### УСЛОВИЕ ЗАДАЧИ 1
Переведите на английский язык предложение из текста о прозе Флобера: «Их выделенность загадочна и служит ключом к еще большей загадке».

### ИСТОЧНИК
Литература как опыт, или «Буржуазный читатель» как культурный герой - [71]

Шрифт
Интервал

.

Повседневное занятие, обессмысленное автоматизмом зеркального отражения, не заключает в себе смешного, но необъяснимым, неотразимым образом («не могу не смеяться») переживается как источник комизма. Также и в разбираемой нами сцене: грубый смех превосходства замыкает круг глупости, но одновременно — в силу нелепой, никак не мотивированной экстатичности («класс грохотал, гоготал, топотал») — означает возможный прорыв вовне.

Ближайшей параллелью вступительному эпизоду «Госпожи Бовари» может служить финал «Воспитания чувств», где Фредерик и Делорье итожат свои неудачные жизни и вспоминают, как в ранней юности решились посетить заведение «Турчанки»: смущение подростков, вооружившихся букетом садовых цветов, вызвало у проституток гомерический смех. Этот случай приятели восстанавливают в памяти «в величайших подробностях» — он бесконечно дорог им, и читателю предоставлено гадать: почему? Обе сцены занимают каждая в своем произведении граничное положение (в начале и в конце), да и в смысловом отношении буквально связаны с ситуацией границы — переступанием порога школьного класса или публичного дома. Их выделенность загадочна и служит ключом к еще большей загадке. Столкновение неопытности с плоской предрассудочностью, то есть одного вида ограниченности с другим — что это, как не прообраз и одновременно резюме жизни «глупой», то есть прожитой, но не реализованной, не осмысленной, не обращенной в опыт? Такой остается, в значительной своей части, почти любая человеческая жизнь[319]. Но зато любой ее эпизод способен в принципе стать ценностью: предел преобразуем в возможность, скудость — в богатство, однозначность — в неисчерпаемость. Это, может быть, самое удивительное из переживаний, которыми сопровождается чтение прозы Флобера.

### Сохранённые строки
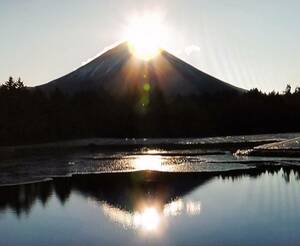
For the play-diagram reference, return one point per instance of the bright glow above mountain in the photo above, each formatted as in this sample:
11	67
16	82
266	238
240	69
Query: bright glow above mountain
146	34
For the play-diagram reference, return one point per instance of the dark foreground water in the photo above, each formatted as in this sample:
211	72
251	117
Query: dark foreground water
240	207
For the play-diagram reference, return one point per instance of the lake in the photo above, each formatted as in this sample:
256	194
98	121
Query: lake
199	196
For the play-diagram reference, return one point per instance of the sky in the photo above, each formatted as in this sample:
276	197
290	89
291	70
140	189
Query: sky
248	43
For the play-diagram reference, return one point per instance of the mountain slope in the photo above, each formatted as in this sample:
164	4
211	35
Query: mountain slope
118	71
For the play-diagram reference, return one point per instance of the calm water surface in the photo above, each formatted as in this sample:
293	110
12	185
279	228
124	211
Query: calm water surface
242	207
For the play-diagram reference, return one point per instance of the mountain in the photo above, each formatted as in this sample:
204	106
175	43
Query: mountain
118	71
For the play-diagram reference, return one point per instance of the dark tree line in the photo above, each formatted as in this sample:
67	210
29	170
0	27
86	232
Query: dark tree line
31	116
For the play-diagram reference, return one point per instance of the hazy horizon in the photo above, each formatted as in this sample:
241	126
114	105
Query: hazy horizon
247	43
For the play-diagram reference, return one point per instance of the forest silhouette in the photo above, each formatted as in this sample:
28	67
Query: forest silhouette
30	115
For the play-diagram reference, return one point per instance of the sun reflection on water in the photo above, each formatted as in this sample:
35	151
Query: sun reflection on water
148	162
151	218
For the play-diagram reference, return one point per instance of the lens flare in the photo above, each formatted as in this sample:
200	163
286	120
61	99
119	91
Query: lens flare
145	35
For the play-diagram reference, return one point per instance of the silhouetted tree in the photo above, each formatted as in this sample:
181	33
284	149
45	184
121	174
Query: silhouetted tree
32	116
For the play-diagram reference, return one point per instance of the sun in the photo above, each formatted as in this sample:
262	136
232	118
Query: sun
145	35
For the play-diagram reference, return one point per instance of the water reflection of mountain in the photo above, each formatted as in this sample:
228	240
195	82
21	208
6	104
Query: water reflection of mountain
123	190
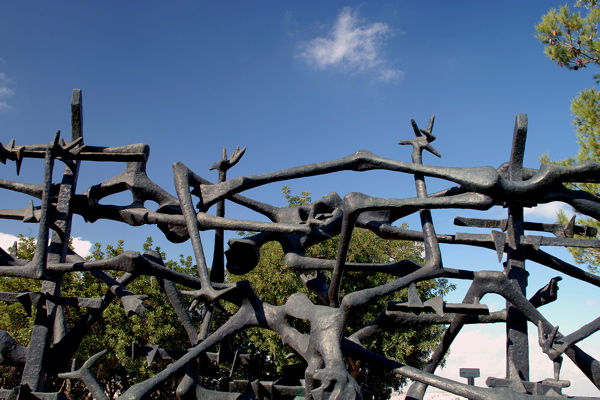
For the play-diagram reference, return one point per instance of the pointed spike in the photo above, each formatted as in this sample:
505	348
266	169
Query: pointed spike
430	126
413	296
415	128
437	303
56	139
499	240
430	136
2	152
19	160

* * *

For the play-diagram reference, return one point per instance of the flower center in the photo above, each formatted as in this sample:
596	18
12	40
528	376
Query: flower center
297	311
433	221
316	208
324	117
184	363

==

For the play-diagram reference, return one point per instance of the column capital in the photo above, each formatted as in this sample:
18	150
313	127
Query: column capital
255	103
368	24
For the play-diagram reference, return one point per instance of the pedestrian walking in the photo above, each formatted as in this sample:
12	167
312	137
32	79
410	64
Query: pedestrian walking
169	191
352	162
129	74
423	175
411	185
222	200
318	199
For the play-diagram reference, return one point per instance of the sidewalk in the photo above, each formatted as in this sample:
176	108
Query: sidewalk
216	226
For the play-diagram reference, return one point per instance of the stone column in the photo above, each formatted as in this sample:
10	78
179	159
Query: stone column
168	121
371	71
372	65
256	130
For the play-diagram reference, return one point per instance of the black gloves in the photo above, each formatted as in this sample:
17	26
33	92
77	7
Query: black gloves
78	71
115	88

### УСЛОВИЕ ЗАДАЧИ 2
Найдите и выпишите все строки, где встречается слово «pedestrian».

### ОЖИДАЕМЫЙ ОТВЕТ 1
Their prominence is mysterious and serves as the key to an even greater mystery.

### ОЖИДАЕМЫЙ ОТВЕТ 2
For the play-diagram reference, return one point per instance of the pedestrian walking in the photo above, each formatted as in this sample:
Query: pedestrian walking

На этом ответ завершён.